— Start Record set —

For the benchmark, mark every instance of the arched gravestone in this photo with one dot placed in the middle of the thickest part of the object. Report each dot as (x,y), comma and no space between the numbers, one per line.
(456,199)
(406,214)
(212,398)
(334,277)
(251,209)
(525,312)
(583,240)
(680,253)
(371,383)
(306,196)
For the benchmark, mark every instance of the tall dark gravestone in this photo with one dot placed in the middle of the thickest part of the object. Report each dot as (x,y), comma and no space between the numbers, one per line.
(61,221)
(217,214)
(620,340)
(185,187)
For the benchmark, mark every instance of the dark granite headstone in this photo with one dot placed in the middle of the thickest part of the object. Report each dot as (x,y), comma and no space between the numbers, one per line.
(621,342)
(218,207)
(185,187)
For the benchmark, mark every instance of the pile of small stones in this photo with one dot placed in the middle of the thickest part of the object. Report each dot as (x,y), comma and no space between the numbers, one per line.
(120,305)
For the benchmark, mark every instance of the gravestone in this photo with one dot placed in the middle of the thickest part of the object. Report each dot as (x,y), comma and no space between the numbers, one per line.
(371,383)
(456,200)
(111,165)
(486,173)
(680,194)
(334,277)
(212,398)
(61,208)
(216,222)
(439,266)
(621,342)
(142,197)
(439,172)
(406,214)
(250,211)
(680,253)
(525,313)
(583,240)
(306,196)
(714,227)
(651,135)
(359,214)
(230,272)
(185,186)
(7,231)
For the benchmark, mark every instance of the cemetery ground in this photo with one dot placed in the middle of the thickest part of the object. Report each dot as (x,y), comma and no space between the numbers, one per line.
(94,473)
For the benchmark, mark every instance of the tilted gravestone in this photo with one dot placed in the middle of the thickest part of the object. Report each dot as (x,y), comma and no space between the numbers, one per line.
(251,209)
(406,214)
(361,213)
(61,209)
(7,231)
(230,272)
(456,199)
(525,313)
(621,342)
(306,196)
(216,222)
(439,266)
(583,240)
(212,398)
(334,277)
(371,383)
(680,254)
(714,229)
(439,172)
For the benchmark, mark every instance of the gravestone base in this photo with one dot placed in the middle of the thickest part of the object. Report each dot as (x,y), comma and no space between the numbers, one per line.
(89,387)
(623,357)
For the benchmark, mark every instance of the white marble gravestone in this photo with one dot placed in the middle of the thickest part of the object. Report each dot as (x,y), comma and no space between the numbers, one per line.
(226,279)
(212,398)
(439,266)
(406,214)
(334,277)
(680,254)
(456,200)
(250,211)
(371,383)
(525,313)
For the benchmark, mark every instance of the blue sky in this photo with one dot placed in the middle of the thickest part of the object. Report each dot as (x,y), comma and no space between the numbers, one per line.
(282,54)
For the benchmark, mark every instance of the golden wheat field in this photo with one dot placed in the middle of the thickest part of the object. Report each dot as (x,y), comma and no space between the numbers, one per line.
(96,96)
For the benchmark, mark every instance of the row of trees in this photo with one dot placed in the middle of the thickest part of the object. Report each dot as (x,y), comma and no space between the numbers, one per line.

— End Record set —

• **Task statement**:
Exact output of every entry is required.

• **Problem solution**:
For the benchmark, mark every instance of the arched gravestone in this photo with one dot placed in the middle of the thickest part of the object. Report each dot as (x,y), comma and no space between the numbers, one per line.
(456,199)
(406,214)
(212,398)
(334,277)
(251,209)
(525,312)
(583,240)
(680,253)
(371,383)
(306,196)
For the benchmark, mark every instance of the tall dark gravestone in this photo with one dot placed in the middle of the thickest part of the object. Report each dot as (x,y), comma and no space between the numbers, one per line.
(61,221)
(217,214)
(620,340)
(185,187)
For the benchmark, mark every instance of the dark granite headstone in this photo with one dot placed in the middle of the thickest part of the object. Report each dot as (x,y), comma and no space between the numbers, one per line.
(621,342)
(218,207)
(185,187)
For the benchmark, mark every instance of the pile of small stones in this photo with one dot placed in the middle of the thickest part of the object. Report each dot as (x,y), comma and no space between the numbers, one per line.
(120,305)
For the benchmark, mark every instance of the gravestone in this photo with one dot placed in the middle of the thickest part of the object. Report each dot as (x,y), comma and no space between the numbers, one per line.
(371,383)
(456,200)
(111,165)
(486,173)
(680,194)
(334,277)
(212,398)
(61,208)
(216,222)
(439,266)
(621,342)
(142,197)
(439,172)
(406,214)
(250,211)
(680,253)
(525,313)
(583,240)
(306,196)
(714,227)
(651,135)
(359,214)
(230,272)
(185,186)
(7,231)
For the benchmark, mark every instance of the cemetery ground in this photo with one dot placed in the middle of the thickest part of the object. Report each dot as (x,y), comma and no space between the numbers, one per line.
(94,473)
For the benchmark, mark every instance of the tilted gravestone in this photo with one dot placed in the middle of the thickest part of the object. Report each dot as (x,y), comma and no space between the numbers, one per line.
(251,209)
(406,214)
(361,213)
(61,209)
(7,231)
(230,272)
(456,199)
(525,313)
(621,342)
(306,196)
(216,222)
(439,266)
(583,240)
(212,398)
(334,277)
(371,383)
(680,254)
(714,229)
(439,172)
For the benchmark, mark every instance of the gravestone base in this photo with one dot placed in the middle of the thickest part of the object. Report each dot as (x,y), comma and no space between the numbers, one per line.
(89,387)
(623,357)
For the benchmark, mark every instance of the white marble gravestone in this photo with one dot placed in the middle of the thickest part of the object. Report each dot as (x,y), comma and no space between the numbers, one per line.
(226,279)
(212,398)
(439,266)
(406,214)
(334,277)
(680,254)
(456,200)
(250,211)
(371,383)
(525,313)
For the benchmark, mark every instance of the blue sky in this photo with one dot placed in the middle of the thickest part of the object. Report each dot as (x,y), comma and no space between the numbers, one per line.
(282,54)
For the benchmark, mark every instance of the golden wheat field in this photo with one dot placed in the middle of the thickest part of the object. Report each dot as (x,y), comma and no space between the numbers, one per line.
(96,96)
For the benchmark, mark every instance of the row of trees in this photo with one dot placed in the middle of the thickest part of the object. Report each dot as (x,y), comma and no space between the numbers, one per line.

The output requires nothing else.